» WORK TO DO: In the data below, switch "makeshift shelter" to "temporary shelter" in the lines from the one containing "Expected: one point per instance of the cross" through the end, both included, and give those lines back with nothing else changed. Leave the pictures out of your answer.

[Photo object pointing data]
______

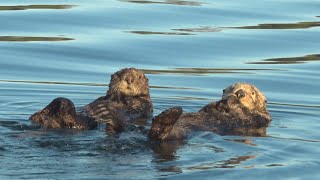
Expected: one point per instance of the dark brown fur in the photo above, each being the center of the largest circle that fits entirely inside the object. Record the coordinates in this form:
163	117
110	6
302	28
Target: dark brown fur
240	112
127	101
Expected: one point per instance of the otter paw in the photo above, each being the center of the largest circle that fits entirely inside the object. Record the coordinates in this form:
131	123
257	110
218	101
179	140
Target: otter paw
163	123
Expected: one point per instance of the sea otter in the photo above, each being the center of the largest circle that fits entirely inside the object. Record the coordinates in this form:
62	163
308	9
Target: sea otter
241	111
127	100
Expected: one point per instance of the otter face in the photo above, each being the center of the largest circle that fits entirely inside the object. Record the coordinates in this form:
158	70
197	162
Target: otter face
129	82
249	96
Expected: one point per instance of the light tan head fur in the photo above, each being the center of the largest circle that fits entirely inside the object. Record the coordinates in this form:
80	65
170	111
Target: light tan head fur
249	96
128	82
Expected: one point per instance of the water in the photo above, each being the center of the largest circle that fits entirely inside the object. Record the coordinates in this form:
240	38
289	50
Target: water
190	51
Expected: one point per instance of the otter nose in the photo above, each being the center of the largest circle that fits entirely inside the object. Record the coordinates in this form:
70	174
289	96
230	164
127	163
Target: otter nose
240	94
129	79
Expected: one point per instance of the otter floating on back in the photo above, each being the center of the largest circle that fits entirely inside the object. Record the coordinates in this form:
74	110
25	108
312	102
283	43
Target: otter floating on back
127	100
241	111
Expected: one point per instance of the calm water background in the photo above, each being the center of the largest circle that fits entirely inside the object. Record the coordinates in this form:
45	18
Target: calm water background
190	50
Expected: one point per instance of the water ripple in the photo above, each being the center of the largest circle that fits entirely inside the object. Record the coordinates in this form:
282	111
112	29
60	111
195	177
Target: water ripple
32	38
158	33
289	60
205	71
298	25
170	2
28	7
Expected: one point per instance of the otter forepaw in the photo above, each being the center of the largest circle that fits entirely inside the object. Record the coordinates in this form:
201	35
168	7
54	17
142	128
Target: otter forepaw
163	123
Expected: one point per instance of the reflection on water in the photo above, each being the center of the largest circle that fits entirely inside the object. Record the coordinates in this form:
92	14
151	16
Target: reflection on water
229	163
158	33
30	38
205	71
26	7
173	2
200	29
289	60
299	25
183	31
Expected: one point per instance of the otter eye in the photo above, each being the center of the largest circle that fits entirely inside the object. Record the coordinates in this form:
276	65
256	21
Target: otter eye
240	94
253	93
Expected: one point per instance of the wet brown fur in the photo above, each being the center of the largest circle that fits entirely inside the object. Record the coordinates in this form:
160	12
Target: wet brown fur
241	111
127	100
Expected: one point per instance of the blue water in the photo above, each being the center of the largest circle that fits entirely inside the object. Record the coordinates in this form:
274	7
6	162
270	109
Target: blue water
190	51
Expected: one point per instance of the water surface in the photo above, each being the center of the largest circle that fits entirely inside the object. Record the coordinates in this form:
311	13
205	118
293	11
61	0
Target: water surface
190	51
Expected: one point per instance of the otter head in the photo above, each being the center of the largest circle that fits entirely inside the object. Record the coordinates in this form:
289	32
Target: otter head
247	95
128	82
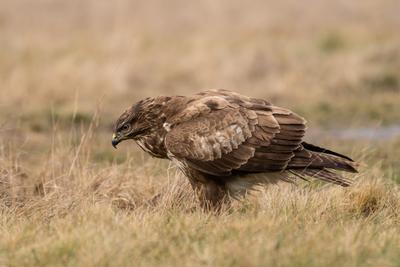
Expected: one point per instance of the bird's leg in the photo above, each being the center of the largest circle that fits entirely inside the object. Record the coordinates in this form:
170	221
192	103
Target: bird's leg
212	196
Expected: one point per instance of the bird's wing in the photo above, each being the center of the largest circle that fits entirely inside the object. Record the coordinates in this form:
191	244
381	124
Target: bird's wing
224	131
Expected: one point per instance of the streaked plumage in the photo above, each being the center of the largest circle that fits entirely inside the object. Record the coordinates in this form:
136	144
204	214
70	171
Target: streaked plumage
227	143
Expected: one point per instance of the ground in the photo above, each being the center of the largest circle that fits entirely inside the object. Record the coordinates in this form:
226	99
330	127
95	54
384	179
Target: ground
69	68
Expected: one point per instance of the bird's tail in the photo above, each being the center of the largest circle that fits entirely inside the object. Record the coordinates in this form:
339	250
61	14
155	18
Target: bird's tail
316	162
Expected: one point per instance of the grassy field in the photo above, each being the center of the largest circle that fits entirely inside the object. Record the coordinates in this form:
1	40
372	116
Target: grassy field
69	68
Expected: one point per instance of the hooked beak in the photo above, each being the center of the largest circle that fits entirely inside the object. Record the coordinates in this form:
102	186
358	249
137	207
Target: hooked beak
115	141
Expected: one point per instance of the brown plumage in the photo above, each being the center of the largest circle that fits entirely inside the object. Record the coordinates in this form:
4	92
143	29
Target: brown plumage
227	143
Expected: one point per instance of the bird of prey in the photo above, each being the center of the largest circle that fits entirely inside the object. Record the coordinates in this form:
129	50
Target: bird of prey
227	144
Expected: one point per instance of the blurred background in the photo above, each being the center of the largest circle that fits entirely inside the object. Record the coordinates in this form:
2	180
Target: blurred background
69	68
65	65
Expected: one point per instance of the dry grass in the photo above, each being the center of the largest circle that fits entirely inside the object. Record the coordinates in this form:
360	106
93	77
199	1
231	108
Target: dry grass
68	69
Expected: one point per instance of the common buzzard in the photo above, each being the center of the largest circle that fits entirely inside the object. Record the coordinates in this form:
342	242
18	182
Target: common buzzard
227	143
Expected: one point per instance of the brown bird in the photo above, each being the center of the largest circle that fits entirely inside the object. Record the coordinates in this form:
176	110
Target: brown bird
227	143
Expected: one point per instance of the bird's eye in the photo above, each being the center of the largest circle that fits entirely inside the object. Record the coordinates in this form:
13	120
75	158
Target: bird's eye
125	127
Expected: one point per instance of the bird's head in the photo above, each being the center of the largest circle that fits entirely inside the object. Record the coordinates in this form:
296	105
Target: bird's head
138	121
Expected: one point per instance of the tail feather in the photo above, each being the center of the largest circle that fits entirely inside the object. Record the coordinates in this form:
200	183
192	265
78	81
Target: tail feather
324	175
316	162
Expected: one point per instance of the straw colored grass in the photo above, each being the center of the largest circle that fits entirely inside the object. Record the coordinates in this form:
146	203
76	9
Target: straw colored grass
69	68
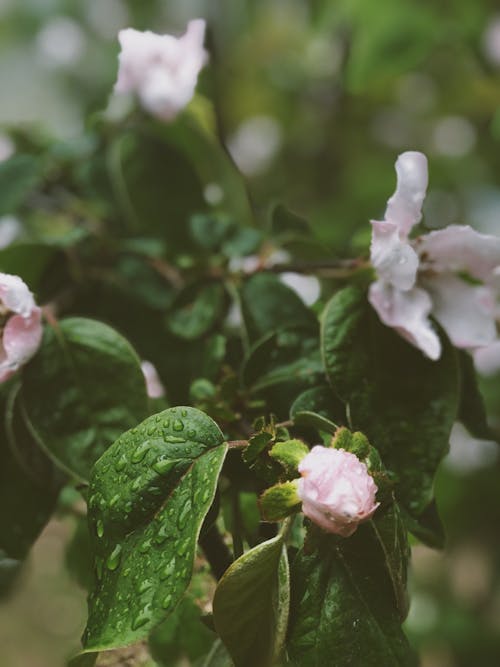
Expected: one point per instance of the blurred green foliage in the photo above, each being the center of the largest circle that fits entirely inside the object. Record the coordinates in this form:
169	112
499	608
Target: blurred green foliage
314	99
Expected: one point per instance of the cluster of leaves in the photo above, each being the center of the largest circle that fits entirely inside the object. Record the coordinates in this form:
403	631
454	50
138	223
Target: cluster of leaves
131	263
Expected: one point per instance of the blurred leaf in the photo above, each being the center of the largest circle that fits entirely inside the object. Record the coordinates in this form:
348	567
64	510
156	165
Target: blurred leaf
196	310
472	412
27	260
181	635
97	390
343	603
251	605
156	187
268	306
403	402
19	175
26	504
148	496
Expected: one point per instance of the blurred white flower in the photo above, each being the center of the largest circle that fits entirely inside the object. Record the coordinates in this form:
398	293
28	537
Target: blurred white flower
10	229
61	42
161	69
453	136
255	143
7	147
491	41
468	454
417	278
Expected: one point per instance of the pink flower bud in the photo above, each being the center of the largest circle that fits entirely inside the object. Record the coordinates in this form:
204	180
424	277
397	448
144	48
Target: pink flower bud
21	328
154	386
336	490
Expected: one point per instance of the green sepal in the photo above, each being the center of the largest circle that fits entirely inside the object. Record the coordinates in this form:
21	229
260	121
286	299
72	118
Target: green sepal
279	501
289	453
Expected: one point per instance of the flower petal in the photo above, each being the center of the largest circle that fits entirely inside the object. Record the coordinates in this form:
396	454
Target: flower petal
466	312
21	338
15	295
394	260
404	208
487	359
461	248
408	313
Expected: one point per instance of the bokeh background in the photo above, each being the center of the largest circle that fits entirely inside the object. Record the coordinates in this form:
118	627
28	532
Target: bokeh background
315	99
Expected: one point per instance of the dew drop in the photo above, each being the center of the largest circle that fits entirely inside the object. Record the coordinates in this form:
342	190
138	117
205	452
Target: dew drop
145	546
167	601
140	453
144	586
139	621
114	558
121	463
163	466
168	570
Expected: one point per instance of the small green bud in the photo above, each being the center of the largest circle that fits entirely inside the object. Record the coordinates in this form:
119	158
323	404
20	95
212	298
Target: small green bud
279	501
289	453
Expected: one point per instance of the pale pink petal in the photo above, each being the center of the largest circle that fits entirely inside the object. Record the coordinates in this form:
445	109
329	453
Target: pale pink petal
487	359
404	208
15	295
466	312
162	69
336	490
394	260
408	313
460	248
22	337
154	386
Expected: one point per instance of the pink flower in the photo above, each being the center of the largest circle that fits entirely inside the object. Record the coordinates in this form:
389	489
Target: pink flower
424	276
336	490
21	325
162	69
154	386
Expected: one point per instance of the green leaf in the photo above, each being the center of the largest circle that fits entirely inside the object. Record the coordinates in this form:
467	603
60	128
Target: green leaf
149	494
18	177
343	605
427	527
155	185
27	260
196	310
26	500
403	402
181	635
251	605
472	412
317	408
97	391
269	305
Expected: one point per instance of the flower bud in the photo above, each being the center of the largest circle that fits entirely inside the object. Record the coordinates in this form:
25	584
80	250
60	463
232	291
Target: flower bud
20	325
336	490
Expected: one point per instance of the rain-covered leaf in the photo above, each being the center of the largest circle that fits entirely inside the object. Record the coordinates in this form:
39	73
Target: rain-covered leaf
148	496
251	605
83	388
343	604
403	402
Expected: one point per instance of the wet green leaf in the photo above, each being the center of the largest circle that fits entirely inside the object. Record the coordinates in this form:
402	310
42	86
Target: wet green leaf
148	496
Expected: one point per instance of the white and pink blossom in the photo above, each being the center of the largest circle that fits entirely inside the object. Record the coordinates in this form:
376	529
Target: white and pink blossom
336	490
161	69
449	274
21	325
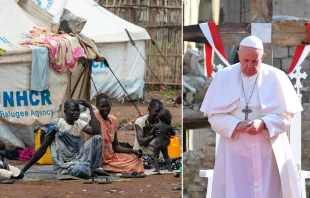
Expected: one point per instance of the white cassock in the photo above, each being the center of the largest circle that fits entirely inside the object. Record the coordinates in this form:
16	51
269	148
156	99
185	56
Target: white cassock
261	165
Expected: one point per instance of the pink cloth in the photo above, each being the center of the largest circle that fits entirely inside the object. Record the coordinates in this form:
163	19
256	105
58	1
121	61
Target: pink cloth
63	49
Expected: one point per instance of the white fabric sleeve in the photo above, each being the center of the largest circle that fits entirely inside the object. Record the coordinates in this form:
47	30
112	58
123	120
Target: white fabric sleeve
224	124
276	124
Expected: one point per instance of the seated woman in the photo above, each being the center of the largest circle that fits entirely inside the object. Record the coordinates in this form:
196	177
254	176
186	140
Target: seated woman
115	158
63	136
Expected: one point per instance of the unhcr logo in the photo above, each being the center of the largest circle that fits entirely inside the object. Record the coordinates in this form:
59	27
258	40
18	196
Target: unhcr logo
25	98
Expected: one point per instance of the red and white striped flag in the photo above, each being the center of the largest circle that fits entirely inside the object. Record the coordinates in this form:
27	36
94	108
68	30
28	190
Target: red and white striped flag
215	43
301	52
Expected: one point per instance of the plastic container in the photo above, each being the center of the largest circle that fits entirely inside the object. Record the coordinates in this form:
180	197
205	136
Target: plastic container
47	157
174	149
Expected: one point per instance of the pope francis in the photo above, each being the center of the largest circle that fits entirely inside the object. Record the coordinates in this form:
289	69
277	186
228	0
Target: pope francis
251	105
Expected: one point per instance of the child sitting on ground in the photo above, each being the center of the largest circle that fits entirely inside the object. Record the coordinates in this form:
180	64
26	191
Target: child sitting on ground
7	171
162	141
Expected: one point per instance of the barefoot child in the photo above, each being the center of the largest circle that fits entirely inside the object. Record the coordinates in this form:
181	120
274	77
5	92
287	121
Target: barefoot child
162	141
7	171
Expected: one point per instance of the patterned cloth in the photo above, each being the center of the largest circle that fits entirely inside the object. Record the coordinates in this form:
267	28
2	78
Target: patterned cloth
112	161
63	49
68	157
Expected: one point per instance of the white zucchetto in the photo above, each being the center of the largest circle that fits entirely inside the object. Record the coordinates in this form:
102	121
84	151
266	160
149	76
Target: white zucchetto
252	41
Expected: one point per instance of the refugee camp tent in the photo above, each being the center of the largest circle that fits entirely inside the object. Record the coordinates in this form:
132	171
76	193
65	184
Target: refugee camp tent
21	110
108	32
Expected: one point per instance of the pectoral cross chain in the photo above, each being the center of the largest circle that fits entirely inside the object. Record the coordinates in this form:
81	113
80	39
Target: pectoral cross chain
246	111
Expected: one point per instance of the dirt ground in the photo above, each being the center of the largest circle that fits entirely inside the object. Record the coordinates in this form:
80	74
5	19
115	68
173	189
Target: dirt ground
160	186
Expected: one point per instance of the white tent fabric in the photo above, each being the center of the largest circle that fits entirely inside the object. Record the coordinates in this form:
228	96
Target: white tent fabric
13	22
108	31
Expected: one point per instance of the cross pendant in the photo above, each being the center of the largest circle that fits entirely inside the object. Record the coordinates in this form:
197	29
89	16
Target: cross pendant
246	111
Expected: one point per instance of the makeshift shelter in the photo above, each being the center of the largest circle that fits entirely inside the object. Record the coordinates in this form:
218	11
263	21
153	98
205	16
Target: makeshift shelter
21	109
108	32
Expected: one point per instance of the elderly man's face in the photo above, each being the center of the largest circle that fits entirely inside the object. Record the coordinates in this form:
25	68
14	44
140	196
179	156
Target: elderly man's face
250	59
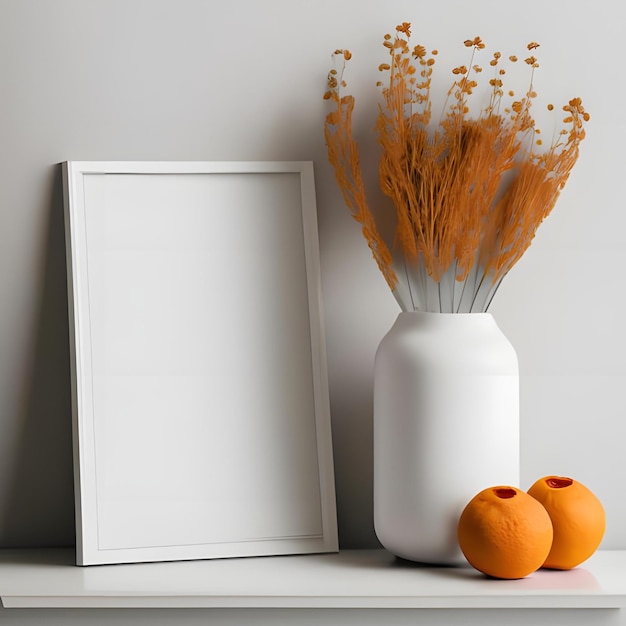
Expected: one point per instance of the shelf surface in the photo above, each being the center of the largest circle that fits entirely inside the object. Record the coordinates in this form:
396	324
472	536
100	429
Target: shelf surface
350	579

______

» RESULT FOR THIS TASK:
Expected: one point per instance of the cross pendant in the photo above, each being the center of the largest circle that fits entirely inside the object. Record the coordinates in this form:
197	29
89	16
Target: cross pendant
246	111
Expected: one point per instance of the temporary shelter in the photo above, each being the center of the largest circle that fits entirely inside the object. Record the coordinates in this form:
218	11
263	21
153	98
205	16
Target: temporary shelter
21	109
108	32
Expected: one point per instance of the elderly man's face in the photo above, each being the center of the largest circle that fits entirely inside the object. Record the coordinates in this form:
25	68
14	44
140	196
179	156
Target: elderly man's face
250	59
Expected: one point per instance of the shelf surface in the photo above, each being the center of the largest circle that fits entirely inside the object. Record the coordinates in this form:
396	324
472	536
100	429
Target: shelf surface
350	579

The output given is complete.